§ **Job**: Convert everything in the listing from the line containing "Where can you see the curly" down to the line containing "point(272, 131)" into a Markdown table with the columns Row and Line. Number each row, and omit blank lines and pictures.

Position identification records
* start *

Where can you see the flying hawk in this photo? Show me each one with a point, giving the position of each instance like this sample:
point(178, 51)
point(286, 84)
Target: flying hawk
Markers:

* end *
* start *

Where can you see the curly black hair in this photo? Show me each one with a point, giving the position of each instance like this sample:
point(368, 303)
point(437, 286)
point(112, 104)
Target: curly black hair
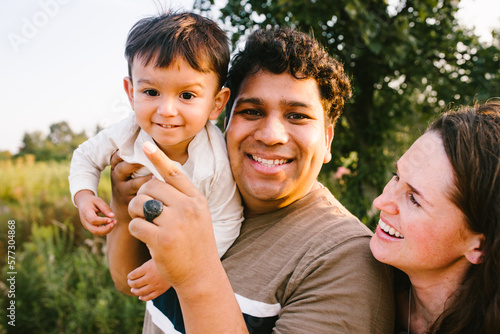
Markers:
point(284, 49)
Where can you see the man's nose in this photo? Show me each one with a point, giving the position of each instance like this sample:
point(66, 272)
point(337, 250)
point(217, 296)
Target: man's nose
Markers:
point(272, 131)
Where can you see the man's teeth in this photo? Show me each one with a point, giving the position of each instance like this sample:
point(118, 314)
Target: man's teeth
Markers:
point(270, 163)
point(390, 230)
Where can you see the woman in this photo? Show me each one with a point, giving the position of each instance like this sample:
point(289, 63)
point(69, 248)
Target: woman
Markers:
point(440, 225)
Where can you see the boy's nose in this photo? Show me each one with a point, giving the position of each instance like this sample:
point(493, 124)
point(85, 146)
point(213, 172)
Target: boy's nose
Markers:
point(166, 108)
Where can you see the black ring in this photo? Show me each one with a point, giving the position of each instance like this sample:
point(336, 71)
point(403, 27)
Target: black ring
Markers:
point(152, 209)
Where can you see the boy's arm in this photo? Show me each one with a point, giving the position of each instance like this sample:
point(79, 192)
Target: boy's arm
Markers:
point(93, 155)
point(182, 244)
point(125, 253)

* end *
* start *

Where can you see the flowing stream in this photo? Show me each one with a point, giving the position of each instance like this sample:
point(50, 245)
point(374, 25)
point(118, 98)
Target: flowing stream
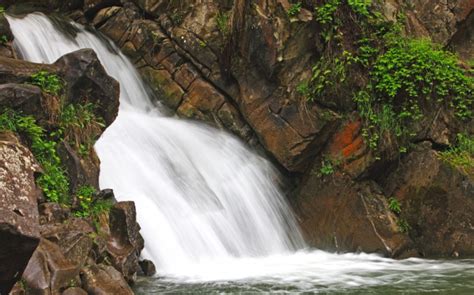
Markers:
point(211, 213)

* end *

§ **Final result**:
| Row | Line |
|---|---|
| 1 | Where can you see the curly black hair in this photo? Show me each one with a point, giving the position of each instance like this sample: |
| 2 | point(368, 303) |
| 3 | point(437, 286) |
| 4 | point(112, 104) |
| 5 | Target: curly black hair |
| 6 | Markers: |
| 7 | point(284, 49) |
| 8 | Where can you see the man's nose in this photo? Show me each one with a point, giving the position of each instance like this sample: |
| 9 | point(66, 272) |
| 10 | point(337, 250) |
| 11 | point(217, 296) |
| 12 | Target: man's nose |
| 13 | Markers: |
| 14 | point(272, 131) |